> What the exercise asks
Each record must be reproduced exactly as it is shown.

> Materials provided
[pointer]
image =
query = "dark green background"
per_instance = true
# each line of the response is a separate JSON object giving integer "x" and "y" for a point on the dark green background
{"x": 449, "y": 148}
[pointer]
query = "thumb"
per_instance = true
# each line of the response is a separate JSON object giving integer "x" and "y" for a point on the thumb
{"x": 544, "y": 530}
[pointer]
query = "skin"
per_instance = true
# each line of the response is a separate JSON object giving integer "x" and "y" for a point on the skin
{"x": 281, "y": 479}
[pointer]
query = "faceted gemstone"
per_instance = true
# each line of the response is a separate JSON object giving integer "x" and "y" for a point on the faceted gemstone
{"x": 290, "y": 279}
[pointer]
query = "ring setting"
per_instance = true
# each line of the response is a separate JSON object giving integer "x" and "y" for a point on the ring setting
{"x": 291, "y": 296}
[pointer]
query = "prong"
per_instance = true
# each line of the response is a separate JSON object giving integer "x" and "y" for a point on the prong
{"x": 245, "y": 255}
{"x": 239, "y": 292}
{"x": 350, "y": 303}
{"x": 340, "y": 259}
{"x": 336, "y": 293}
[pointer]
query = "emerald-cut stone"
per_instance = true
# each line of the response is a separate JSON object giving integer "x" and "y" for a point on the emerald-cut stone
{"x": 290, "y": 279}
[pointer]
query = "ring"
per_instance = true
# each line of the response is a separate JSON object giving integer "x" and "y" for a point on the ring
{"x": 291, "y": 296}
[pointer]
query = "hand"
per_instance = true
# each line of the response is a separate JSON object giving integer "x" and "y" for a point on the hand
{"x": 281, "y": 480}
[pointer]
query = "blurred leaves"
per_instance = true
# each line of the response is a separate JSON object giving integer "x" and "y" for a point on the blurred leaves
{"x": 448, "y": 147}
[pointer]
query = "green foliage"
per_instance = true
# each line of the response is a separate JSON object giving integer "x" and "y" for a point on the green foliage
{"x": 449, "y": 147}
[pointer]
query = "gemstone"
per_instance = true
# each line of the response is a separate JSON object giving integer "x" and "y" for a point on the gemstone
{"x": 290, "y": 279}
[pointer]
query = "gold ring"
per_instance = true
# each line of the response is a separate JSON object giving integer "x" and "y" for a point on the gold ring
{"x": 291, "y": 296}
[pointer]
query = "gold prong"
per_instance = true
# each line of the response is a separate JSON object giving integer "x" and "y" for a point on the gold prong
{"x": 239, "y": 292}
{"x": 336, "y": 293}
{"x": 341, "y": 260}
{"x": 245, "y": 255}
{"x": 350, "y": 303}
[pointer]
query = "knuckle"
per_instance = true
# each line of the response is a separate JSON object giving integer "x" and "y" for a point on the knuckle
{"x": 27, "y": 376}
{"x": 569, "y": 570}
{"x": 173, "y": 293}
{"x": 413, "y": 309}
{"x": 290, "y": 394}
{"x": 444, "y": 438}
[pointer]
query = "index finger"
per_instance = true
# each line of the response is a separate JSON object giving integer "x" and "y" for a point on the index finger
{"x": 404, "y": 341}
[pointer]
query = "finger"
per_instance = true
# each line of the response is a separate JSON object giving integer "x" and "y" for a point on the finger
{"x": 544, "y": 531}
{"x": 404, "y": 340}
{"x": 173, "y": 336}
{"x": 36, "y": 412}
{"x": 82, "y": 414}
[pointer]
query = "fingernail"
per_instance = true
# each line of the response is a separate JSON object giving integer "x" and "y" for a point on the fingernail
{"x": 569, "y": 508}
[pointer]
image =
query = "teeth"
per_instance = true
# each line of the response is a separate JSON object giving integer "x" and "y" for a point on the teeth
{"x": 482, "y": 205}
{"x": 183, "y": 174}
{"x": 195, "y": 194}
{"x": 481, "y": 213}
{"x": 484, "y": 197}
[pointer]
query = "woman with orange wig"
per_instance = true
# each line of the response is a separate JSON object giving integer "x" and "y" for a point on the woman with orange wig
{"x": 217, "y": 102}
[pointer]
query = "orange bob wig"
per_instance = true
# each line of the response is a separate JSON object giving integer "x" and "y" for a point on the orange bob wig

> Result of this exercise
[pointer]
image =
query = "dark green background"
per_instance = true
# each line of the response is a separate JSON object giving integer "x" and "y" for a point on the dark green background
{"x": 449, "y": 148}
[pointer]
query = "thumb"
per_instance = true
# each line of the response is a separate JSON object giving integer "x" and "y" for a point on the thumb
{"x": 544, "y": 530}
[pointer]
query = "skin"
per_instance = true
# each line of the response is a separate JSON object giving integer "x" and "y" for a point on the skin
{"x": 281, "y": 479}
[pointer]
query = "faceted gemstone"
per_instance = true
# each line of the response is a separate JSON object giving integer "x" and "y" for a point on the faceted gemstone
{"x": 290, "y": 279}
[pointer]
query = "ring setting"
per_instance = true
# each line of the response is a separate JSON object giving integer "x" and "y" for a point on the ring setting
{"x": 291, "y": 296}
[pointer]
query = "prong"
per_instance = true
# each line of the response is a separate JSON object giving integer "x" and "y" for a point on the prong
{"x": 245, "y": 255}
{"x": 239, "y": 292}
{"x": 350, "y": 303}
{"x": 340, "y": 259}
{"x": 336, "y": 293}
[pointer]
query = "emerald-cut stone"
per_instance = true
# each line of the response is a separate JSON object giving integer "x" and "y" for a point on the emerald-cut stone
{"x": 290, "y": 279}
[pointer]
query = "ring"
per_instance = true
# each line of the response is a separate JSON object giving integer "x" and "y" for a point on the ring
{"x": 291, "y": 296}
[pointer]
query = "hand"
per_instance = true
# each line of the response is a separate JSON object giving integer "x" and "y" for a point on the hand
{"x": 281, "y": 480}
[pointer]
query = "blurred leaves"
per_instance = true
# each line of the response is a separate JSON object giving integer "x" and "y" for a point on the blurred leaves
{"x": 448, "y": 147}
[pointer]
query = "green foliage"
per_instance = true
# each line of the response is a separate JSON object giving integer "x" and "y" for a point on the green foliage
{"x": 449, "y": 147}
[pointer]
query = "gemstone"
per_instance = true
# each line of the response is a separate JSON object giving integer "x" and "y" for a point on the gemstone
{"x": 290, "y": 279}
[pointer]
query = "gold ring"
per_instance = true
# each line of the response is a separate JSON object giving integer "x" and "y" for a point on the gold ring
{"x": 291, "y": 296}
[pointer]
query = "gold prong"
per_instance = true
# each line of the response is a separate JSON object giving integer "x" and "y" for a point on the gold prong
{"x": 239, "y": 292}
{"x": 336, "y": 293}
{"x": 341, "y": 260}
{"x": 245, "y": 255}
{"x": 350, "y": 303}
[pointer]
query = "knuckle"
per_instance = true
# each line of the response is a separate JSON object giving integer "x" and "y" for a point on the knuckle
{"x": 27, "y": 376}
{"x": 569, "y": 570}
{"x": 173, "y": 293}
{"x": 413, "y": 309}
{"x": 290, "y": 394}
{"x": 444, "y": 438}
[pointer]
query = "index finger"
per_instance = true
# each line of the response is a separate JSON object giving integer "x" and "y" for a point on the index finger
{"x": 404, "y": 341}
[pointer]
query = "finger"
per_instance = true
# each line of the response is a separate JSON object giving integer "x" and "y" for a point on the finger
{"x": 544, "y": 531}
{"x": 404, "y": 340}
{"x": 173, "y": 336}
{"x": 36, "y": 412}
{"x": 82, "y": 414}
[pointer]
query = "fingernail"
per_instance = true
# each line of the response is a separate JSON object giving integer "x" and "y" for a point on the fingernail
{"x": 569, "y": 508}
[pointer]
image =
query = "teeth"
per_instance = true
# each line of the response is a separate JSON object giving integer "x" and "y" for a point on the teeth
{"x": 482, "y": 205}
{"x": 183, "y": 174}
{"x": 195, "y": 194}
{"x": 481, "y": 213}
{"x": 484, "y": 197}
[pointer]
query = "woman with orange wig"
per_instance = true
# each line of the response is a separate JSON object giving integer "x" and "y" for a point on the woman with orange wig
{"x": 217, "y": 102}
[pointer]
query = "orange bob wig"
per_instance = true
# each line of the response is a separate JSON object giving integer "x" and "y" for a point on the orange bob wig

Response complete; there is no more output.